◆ LISTE DES TÂCHES ◆
**1)** D'après la critique de Pelléas et Mélisande, pourquoi le dialogue des hommes dans la première scène paraît-il vide d'émotion ? Répondez en une à trois phrases.
**2)** Écrivez la suite de la critique de Pelléas et Mélisande, après sa dernière phrase.

« Elle doit avoir eu une grande épouvante ». C’est sur la base de phrases comme celle de Golaud dans sa lettre à ses parents que Dmitri Tcherniakov a dû construire sa lecture de Pelléas et Mélisande. Si l’on en croit l’héroïne, « tous » lui ont fait un mal qu’elle ne peut pas dire et qui la pousse désormais à redouter le moindre contact physique. Autrement dit, Mélisande est un fascinant cas clinique de trouble de la personnalité, et le metteur en scène russe a imaginé de la soumettre à l’examen de la famille d’Allemonde, où l’on est apparemment psychiatre de généation en génération. Au château, on pratique l’hypnose et la suggestion (même Yniold s’y met, au quatrième acte, en prenant pour victime l’époux de Geneviève, depuis peu guéri). Pas de chance pour la pauvre Mélisande : les psys sont encore plus dingues que les malades, et le bon docteur Golaud a tôt fait de se métamorphoser en tortionnaire, dès lors qu’il s’éprend de sa patiente. Autrement dit, Tcherniakov nous refait le coup – ça commence à bien faire – du « Centre de soins en psycho-traumatologie pour victimes de [ce que vous voudrez] », et il touche franchement aux limites de l’exercice. Quoi de moins théâtral, en effet, qu’un psy assis dans son fauteuil pour prendre des notes à côté de sa patiente étendue les yeux fermés sur le divan (même si elle est parfois animée de soubresauts) ? Toute la première scène de l’opéra se déroule ainsi, avant que le demi-frère de Golaud ne prenne le relai : dans les deux cas, déontologie oblige, on ne perçoit pas le moindre investissement affectif chez le psy, d’où un dialogue étrangement vidé de tout contenu émotionnel de la part des messieurs, qui aident simplement Mélisande à revivre une situation traumatique. On s’étonne d’autant plus quand Golaud ou Pelléas reviennent tout à coup métamorphosés en amoureux passionnés. Evidemment, Pelléas n’est pas tué à la fin du quatrième acte, il s’en va, tout bêtement. En dehors de quelques moments frappants bien que d’un goût douteux (la descente aux souterrains devient exploration du corps de la jeune femme, Golaud invitant son frère à mettre la main sur sa poitrine ou ailleurs, en lui demandant s’il n’a jamais pénétré dans cet endroit où règne une odeur de mort), l’ennui guette plus souvent qu’à son tour.

◆ INFORMATIONS FOURNIES ◆
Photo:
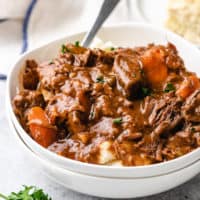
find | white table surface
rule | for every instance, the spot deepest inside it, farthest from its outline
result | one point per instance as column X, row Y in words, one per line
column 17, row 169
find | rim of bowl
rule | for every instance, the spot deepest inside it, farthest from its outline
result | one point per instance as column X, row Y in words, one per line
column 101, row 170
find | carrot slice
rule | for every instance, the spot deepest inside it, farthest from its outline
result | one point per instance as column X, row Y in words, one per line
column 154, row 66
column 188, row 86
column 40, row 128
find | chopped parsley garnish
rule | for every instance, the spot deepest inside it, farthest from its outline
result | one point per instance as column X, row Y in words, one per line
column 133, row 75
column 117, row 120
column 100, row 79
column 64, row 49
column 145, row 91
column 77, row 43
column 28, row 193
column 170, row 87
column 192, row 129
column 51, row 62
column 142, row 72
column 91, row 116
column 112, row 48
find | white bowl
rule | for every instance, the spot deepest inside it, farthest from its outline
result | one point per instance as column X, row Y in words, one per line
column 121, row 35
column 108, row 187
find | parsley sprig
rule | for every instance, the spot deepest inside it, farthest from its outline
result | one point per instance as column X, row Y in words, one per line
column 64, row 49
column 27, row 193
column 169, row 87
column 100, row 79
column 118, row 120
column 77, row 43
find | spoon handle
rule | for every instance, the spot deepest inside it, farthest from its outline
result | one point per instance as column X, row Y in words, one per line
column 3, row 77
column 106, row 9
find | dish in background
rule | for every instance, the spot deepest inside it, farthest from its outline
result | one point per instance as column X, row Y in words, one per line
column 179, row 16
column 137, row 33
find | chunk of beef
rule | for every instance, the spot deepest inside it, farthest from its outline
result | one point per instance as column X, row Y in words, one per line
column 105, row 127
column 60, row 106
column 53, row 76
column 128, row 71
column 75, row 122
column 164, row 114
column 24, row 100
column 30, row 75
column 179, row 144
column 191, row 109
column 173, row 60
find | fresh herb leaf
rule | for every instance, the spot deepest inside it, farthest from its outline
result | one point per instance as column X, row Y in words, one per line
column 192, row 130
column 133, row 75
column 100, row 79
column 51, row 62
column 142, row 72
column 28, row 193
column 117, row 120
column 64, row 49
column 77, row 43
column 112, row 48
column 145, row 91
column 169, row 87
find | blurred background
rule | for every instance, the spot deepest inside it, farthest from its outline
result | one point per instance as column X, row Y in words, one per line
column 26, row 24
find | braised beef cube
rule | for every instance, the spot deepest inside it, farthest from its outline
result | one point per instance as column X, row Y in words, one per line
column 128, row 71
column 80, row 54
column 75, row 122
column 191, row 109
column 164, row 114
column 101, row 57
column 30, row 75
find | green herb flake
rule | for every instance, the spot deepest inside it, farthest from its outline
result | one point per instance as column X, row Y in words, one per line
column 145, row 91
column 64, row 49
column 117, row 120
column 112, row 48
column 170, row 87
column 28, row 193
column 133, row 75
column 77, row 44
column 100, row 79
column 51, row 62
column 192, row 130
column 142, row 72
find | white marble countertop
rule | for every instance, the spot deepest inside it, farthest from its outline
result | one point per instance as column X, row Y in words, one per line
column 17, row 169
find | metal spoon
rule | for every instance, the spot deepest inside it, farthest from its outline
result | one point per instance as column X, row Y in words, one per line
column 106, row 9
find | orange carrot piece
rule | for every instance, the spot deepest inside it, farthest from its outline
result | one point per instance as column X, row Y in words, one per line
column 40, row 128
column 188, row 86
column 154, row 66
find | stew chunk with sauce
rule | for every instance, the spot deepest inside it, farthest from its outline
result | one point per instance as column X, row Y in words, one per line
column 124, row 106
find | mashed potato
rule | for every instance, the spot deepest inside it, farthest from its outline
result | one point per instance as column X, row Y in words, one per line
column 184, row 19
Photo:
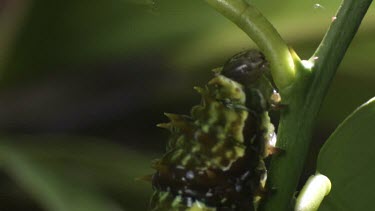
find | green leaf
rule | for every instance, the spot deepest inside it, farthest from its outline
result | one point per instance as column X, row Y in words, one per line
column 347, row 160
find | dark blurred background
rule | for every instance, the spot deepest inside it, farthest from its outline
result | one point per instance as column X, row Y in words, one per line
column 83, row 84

◆ RÉPONSES PAR TÂCHE ◆
**1)** Golaud, puis son demi-frère, y jouent le psy. À cause de la déontologie, ils ne montrent aucun attachement pour Mélisande et l'aident seulement à revivre une situation traumatique.

**2)**
Dès lors, Alain Altinoglu a beau diriger de son mieux le Philharmonia Zurich, l’audition est un peu anesthésiée par le côté glacé de la mise en scène, qui ne sort à aucun moment du vaste appartement blanc qu’habitent les d’Allemonde, et où l’on se repasse en boucle les vidéos des séances d’analyse de la pauvre Mélisande.
Faut-il s’étonner que, dans un pays où le français est l’une des langues officielles, et pour un opéra où le texte passe avant tout, la distribution n’inclue aucun francophone ? Tous font des efforts louables pour articuler notre langue et le résultat n’est pas déshonorant, sauf peut-être pour Yniold, chanteur issu du chœur d’enfants de Tölz, dont le débit haché ne ressemble pas à grand-chose. La palme de la meilleure diction va incontestablement à Yvonne Naef, aux faux airs de Françoise Fabian sous son opulente crinière blanche. Sa lecture de la lettre est un modèle de naturel. Viendrait en seconde position Kyle Ketelsen, dont le Golaud est assez idiomatique, avec un timbre suffisamment sombre pour se distinguer de son jeune demi-frère, sans toutefois rivaliser avec Arkel. Dommage que la production lui impose une étrange palette d’affects, du détachement initial au côté rieur du « Quels enfants ! Vous êtes des enfants » concluant la scène de la tour. Corinne Winters possède elle aussi un français de qualité, mais comme toujours avec la soprano américaine, c’est la couleur de la voix qui étonne : on croit entendre une Mélisande mezzo, ce qui n’a rien d’impossible, on le sait, et qui contribue sans doute ici à rendre le personnage plus tourmenté encore. Avec Jacques Imbrailo, pourtant familier du rôle, on trouve un Pelléas qui semble attribuer la même valeur à toutes les syllabes, là où il faudrait au contraire mieux exploiter leurs différences pour donner plus de relief au texte. Scéniquement, le personnage conserve tout son charme juvénile, même si l’on est un peu surpris par son brusque passage au côté chien fou quand commence la scène de la tour. Brindley Sherratt prête à Arkel une noirceur appréciable, mais ses notes les plus aiguës plafonnent vraiment, et il persiste à faire entendre la consonne de certaines syllabes nasales.